> **Written request**
Recast the material from the line containing "Target: water reflection" through the line containing "[(409, 226), (193, 192), (266, 190), (413, 268)]" as a two-column CSV with the headers input and output. Give one row for each text and its answer, and put each in its own quoted field with line breaks turned into spaces.

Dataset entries
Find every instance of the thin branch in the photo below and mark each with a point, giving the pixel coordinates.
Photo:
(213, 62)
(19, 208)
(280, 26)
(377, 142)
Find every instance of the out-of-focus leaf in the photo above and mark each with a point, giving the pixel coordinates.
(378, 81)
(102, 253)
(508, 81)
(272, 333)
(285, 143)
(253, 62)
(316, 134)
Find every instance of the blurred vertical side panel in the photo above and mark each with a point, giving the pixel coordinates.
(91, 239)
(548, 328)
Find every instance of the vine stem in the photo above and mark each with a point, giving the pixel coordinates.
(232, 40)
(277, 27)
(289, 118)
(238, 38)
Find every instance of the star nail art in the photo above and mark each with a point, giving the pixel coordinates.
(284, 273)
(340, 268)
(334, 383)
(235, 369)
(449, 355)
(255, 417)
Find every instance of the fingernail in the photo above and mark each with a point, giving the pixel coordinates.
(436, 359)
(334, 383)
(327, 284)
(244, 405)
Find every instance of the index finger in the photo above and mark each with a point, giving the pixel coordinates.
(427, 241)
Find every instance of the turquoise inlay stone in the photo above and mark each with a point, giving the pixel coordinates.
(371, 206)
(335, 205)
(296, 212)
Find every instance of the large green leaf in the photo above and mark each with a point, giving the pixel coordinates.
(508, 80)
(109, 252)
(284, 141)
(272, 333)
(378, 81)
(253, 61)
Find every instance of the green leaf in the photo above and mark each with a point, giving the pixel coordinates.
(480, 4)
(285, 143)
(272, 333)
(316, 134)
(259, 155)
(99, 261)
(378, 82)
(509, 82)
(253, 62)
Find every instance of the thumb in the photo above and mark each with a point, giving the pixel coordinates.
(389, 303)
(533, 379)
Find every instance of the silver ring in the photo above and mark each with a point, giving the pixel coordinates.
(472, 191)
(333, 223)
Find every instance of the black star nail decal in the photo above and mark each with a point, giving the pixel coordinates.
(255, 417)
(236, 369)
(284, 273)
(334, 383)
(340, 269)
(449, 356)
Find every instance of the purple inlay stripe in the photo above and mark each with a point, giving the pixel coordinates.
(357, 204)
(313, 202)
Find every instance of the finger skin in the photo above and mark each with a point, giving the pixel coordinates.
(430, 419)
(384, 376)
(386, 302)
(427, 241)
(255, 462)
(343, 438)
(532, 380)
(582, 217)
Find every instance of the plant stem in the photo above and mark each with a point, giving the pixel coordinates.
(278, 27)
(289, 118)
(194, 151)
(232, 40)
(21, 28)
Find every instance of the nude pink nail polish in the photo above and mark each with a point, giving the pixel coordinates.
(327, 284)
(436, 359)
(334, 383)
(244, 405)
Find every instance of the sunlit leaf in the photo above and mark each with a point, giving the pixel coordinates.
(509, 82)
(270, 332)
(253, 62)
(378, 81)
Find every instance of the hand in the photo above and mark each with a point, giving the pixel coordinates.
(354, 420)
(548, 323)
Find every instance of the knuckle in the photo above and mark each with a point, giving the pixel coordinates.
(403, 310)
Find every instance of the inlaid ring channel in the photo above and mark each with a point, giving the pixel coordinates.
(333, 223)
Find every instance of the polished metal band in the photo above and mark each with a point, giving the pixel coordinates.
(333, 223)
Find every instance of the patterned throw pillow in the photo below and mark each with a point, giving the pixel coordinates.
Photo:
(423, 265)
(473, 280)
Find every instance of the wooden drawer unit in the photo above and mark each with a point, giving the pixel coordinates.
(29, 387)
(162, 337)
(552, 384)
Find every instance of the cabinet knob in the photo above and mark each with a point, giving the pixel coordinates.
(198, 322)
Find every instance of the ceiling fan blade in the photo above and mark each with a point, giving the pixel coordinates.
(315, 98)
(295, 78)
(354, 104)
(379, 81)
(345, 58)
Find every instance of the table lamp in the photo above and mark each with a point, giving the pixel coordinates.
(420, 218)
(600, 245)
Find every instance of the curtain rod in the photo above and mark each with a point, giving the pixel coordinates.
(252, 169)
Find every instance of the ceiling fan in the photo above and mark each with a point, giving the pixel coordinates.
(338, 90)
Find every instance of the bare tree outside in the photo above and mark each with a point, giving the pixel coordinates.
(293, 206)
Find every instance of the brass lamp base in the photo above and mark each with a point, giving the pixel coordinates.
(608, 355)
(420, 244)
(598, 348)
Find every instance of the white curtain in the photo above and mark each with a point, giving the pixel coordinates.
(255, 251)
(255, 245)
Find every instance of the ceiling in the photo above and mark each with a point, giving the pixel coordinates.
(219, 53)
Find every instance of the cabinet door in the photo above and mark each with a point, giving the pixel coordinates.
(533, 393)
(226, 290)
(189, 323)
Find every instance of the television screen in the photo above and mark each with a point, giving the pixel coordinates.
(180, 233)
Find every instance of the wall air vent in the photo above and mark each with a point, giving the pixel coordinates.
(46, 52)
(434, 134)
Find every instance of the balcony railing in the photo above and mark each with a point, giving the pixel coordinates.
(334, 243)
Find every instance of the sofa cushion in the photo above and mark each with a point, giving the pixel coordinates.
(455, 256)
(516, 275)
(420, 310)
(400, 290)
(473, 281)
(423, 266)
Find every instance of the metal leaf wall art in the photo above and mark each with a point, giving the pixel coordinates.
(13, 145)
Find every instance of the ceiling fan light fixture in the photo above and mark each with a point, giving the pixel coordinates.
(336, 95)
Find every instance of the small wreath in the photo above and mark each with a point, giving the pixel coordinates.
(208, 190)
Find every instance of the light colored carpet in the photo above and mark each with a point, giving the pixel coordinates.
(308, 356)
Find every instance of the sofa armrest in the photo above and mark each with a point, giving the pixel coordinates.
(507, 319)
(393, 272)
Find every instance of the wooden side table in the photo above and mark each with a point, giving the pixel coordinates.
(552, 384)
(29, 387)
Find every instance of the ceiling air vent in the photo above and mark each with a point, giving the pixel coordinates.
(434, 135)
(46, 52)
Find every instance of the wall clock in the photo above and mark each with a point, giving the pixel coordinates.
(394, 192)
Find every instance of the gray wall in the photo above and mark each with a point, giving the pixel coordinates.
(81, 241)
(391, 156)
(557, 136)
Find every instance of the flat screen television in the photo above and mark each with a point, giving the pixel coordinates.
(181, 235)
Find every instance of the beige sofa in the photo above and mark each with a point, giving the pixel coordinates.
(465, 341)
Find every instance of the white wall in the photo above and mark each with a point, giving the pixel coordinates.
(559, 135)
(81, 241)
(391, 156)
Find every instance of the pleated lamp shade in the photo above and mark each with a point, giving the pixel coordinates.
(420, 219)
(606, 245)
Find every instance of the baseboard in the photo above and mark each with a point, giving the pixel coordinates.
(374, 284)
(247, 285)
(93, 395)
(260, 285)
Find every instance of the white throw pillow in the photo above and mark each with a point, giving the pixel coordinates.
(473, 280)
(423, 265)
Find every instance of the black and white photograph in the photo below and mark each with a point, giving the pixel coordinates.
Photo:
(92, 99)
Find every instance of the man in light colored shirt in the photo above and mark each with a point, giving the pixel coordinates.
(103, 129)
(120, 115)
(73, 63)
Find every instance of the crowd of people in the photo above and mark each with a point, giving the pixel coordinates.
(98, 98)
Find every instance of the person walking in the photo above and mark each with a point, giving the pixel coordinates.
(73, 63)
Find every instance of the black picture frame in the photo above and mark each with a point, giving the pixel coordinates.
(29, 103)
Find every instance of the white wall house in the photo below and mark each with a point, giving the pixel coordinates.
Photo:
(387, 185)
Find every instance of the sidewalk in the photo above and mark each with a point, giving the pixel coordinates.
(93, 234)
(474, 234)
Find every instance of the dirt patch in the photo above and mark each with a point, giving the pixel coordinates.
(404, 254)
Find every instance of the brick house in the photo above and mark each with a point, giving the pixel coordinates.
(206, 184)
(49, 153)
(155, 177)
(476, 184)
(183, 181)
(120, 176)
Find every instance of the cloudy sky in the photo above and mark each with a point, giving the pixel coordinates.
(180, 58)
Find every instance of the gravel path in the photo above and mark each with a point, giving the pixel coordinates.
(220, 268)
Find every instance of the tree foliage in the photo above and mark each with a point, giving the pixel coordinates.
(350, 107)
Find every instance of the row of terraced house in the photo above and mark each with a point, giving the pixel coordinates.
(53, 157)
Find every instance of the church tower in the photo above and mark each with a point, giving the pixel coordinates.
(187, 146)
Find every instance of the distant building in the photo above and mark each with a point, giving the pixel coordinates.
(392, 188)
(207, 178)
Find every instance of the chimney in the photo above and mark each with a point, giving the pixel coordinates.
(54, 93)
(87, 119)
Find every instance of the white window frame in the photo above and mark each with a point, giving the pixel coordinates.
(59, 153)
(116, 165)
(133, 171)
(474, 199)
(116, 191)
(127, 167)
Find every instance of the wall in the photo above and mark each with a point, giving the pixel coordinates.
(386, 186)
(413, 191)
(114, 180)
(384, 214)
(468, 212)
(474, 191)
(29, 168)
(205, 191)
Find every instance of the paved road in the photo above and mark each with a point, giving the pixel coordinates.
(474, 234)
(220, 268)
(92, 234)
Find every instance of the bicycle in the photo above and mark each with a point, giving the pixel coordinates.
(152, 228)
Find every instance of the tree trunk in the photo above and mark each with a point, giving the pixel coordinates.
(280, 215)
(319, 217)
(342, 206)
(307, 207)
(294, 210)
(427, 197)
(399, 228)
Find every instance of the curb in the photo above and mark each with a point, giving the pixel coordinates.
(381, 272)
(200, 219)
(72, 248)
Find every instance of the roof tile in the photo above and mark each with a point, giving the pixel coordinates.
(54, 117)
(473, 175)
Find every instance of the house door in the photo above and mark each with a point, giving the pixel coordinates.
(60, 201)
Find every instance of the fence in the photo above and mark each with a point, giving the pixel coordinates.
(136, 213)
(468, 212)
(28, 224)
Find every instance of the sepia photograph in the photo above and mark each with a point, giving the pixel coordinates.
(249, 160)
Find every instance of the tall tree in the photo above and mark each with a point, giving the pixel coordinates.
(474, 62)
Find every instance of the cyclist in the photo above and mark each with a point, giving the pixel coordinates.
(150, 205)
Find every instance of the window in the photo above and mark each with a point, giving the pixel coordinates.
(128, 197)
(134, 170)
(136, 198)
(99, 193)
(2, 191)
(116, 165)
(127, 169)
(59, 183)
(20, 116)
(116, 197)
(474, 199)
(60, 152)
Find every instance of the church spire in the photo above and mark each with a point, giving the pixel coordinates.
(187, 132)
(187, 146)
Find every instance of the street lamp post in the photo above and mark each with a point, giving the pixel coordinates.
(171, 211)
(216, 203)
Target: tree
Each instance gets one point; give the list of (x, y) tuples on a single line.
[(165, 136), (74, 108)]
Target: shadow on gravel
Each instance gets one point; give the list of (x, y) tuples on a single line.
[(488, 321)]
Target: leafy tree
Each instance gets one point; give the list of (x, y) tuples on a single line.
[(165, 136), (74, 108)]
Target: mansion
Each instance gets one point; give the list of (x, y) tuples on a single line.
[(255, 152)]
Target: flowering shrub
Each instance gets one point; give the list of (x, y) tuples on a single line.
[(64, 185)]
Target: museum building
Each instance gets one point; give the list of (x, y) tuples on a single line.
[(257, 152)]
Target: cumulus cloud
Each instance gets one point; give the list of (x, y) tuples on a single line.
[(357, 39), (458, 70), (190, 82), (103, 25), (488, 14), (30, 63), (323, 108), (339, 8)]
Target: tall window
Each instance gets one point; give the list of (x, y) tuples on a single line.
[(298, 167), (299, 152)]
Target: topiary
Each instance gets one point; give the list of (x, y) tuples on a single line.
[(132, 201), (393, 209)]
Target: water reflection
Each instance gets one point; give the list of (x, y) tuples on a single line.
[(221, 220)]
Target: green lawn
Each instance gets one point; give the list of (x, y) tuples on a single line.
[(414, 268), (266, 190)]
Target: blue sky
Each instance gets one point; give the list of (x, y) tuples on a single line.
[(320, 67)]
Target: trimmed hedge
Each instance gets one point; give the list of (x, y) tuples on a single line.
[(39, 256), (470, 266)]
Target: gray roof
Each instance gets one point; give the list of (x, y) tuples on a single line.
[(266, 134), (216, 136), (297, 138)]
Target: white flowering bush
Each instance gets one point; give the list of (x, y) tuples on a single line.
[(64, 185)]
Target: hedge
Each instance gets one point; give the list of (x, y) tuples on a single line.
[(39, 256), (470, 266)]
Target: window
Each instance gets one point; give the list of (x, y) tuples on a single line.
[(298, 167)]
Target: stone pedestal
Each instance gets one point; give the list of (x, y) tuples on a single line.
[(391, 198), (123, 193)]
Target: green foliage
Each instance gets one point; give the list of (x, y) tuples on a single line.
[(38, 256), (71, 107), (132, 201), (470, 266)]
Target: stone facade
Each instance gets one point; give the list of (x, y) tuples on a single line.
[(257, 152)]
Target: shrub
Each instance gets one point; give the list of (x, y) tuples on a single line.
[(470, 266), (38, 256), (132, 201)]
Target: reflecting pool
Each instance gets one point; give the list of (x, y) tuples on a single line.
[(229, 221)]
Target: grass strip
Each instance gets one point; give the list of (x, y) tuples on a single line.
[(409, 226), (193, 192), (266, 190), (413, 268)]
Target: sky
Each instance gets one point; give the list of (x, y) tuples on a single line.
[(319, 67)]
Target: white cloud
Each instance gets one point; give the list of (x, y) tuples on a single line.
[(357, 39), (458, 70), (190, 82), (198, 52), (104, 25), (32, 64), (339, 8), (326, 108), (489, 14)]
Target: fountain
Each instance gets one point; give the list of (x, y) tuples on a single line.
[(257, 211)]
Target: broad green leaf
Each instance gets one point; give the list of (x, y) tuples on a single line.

> **Full solution**
input,output
"Target: water reflection Each instance gets one point; give the list of (x, y) tuples on a single line.","[(221, 220)]"
"Target: green lawn Each instance gets one point; give the list of (x, y) tuples on a single line.","[(414, 268), (266, 190)]"
"Target: blue sky Each instance gets one point; give the list of (x, y) tuples on a single line.","[(320, 67)]"
"Target: trimmed hedge Each instance gets one point; give the list of (x, y) tuples on a single line.","[(39, 256), (470, 266)]"
"Target: gray roof Each instance gets one point; give the list of (x, y) tuples on a single line.","[(266, 134), (216, 136), (297, 138)]"
"Target: white flowering bush Each instance gets one point; give the list of (x, y) tuples on a single line.","[(64, 185)]"
"Target: hedge Each instance gets one point; give the list of (x, y) tuples on a single line.","[(39, 256), (470, 266)]"
"Target: window Each instance gets one point; give the list of (x, y) tuples on a single line.","[(298, 167)]"
"Target: stone pedestal Each instance gets one point; give the list of (x, y) tuples on a single line.","[(391, 198), (123, 193)]"
"Target: green foliage Each instance gets one point; give the list of (x, y) tuples on a single line.","[(38, 256), (71, 107), (132, 201), (470, 266)]"
"Target: stone facade Each instance gets one point; give the list of (x, y) tuples on a single line.","[(257, 152)]"
"Target: shrub Each instance gets one point; give the list of (x, y) tuples on a single line.","[(470, 266), (38, 256), (132, 201)]"
"Target: reflecting pool Each instance gets one point; give the list of (x, y) tuples on a single line.","[(229, 221)]"
"Target: grass strip Each instance gets one point; give the list of (x, y) tuples on a single line.","[(409, 226), (193, 192), (266, 190), (413, 268)]"